*Stated task*
Rewrite the lines below as a numbered list, leaving out any blank lines.

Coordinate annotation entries
>>>>>
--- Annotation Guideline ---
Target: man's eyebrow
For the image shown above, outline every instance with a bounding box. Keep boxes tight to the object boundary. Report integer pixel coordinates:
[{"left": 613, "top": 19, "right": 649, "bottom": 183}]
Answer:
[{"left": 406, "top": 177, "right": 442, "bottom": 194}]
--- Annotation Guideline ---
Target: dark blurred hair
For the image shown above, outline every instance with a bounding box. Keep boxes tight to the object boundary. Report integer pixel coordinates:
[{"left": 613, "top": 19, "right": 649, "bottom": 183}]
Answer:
<<<<<
*Final answer*
1. --- Annotation Guideline ---
2. Target: man's eyebrow
3. For the image shown above, outline every instance with a bounding box. Keep boxes tight to the object boundary. Report integer pixel coordinates:
4. [{"left": 613, "top": 19, "right": 649, "bottom": 183}]
5. Answer:
6. [{"left": 406, "top": 177, "right": 442, "bottom": 194}]
7. --- Annotation Guideline ---
8. Target: dark blurred hair
9. For the image shown above, outline every instance with a bounding box. Keep boxes tight to the object boundary. Report integer pixel coordinates:
10. [{"left": 613, "top": 19, "right": 649, "bottom": 183}]
11. Answer:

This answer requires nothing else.